Dataset items:
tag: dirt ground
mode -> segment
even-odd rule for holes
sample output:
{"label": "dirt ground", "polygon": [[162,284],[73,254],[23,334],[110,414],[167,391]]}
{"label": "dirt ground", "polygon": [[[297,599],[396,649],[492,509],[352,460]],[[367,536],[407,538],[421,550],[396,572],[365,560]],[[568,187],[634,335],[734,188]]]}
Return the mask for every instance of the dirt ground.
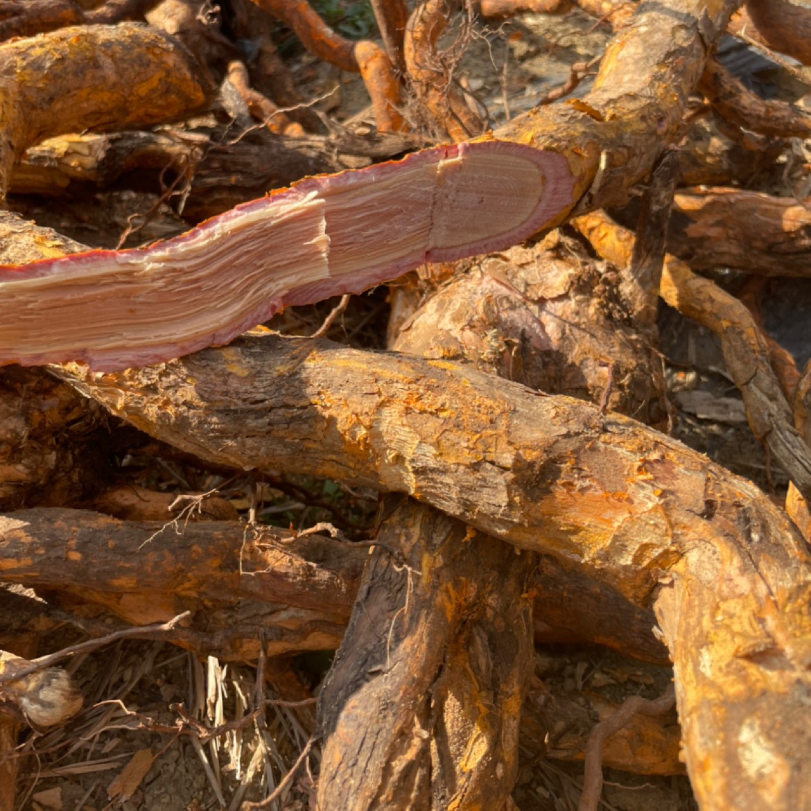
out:
{"label": "dirt ground", "polygon": [[[564,17],[526,15],[496,28],[478,27],[457,75],[470,94],[491,111],[494,124],[534,106],[560,86],[575,62],[588,62],[603,49],[610,30],[577,12]],[[357,78],[341,75],[307,54],[291,58],[306,95],[326,97],[316,103],[345,126],[361,129],[368,120],[368,101]],[[586,79],[577,88],[585,92]],[[334,92],[333,88],[336,88]],[[772,191],[779,178],[765,176]],[[71,200],[15,198],[12,205],[41,225],[100,247],[119,244],[129,218],[152,208],[157,196],[123,189],[100,191],[79,213]],[[185,230],[187,225],[163,204],[126,244],[139,244]],[[740,280],[728,274],[731,288]],[[283,332],[311,332],[333,302],[292,308],[268,324]],[[811,356],[811,298],[795,282],[770,283],[761,302],[766,328],[792,351],[798,363]],[[385,290],[357,297],[330,333],[357,345],[384,345],[388,304]],[[751,435],[742,401],[726,373],[716,340],[706,330],[663,307],[659,315],[667,379],[676,406],[673,433],[733,472],[746,476],[776,496],[786,480],[771,469],[762,446]],[[132,431],[134,429],[118,429]],[[144,457],[121,460],[141,466],[143,480],[166,491],[183,482],[195,489],[223,488],[221,495],[241,515],[247,489],[229,490],[223,477],[184,468],[161,457],[144,438]],[[192,477],[196,480],[190,482]],[[276,484],[278,487],[276,487]],[[369,494],[350,493],[329,482],[279,481],[268,489],[263,520],[306,528],[319,521],[343,522],[355,537],[371,526]],[[307,496],[314,500],[306,503]],[[317,499],[315,498],[317,496]],[[315,506],[311,506],[312,504]],[[64,629],[46,638],[42,649],[58,650],[80,638]],[[266,698],[296,702],[317,694],[330,654],[268,663]],[[124,641],[71,660],[69,668],[85,696],[85,708],[63,727],[30,732],[21,744],[18,788],[20,809],[54,811],[201,811],[235,809],[243,800],[264,796],[278,783],[314,727],[314,708],[273,706],[267,723],[251,717],[259,700],[253,667],[200,662],[187,651],[160,642]],[[589,690],[615,701],[632,694],[660,695],[670,680],[667,668],[624,659],[594,646],[551,646],[537,654],[537,678],[571,691]],[[239,722],[219,738],[200,744],[182,733],[178,719],[208,726]],[[317,748],[311,757],[317,769]],[[525,762],[514,798],[522,811],[574,811],[582,766],[546,760]],[[301,772],[284,800],[271,806],[304,809],[312,783]],[[617,811],[687,811],[695,808],[686,777],[638,777],[607,774],[602,807]]]}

THE PROBLEM |
Identify all lines in the records above that contain the word "every", and copy each of those lines.

RESPONSE TO THE TASK |
Return the mask for every instance of the dirt ground.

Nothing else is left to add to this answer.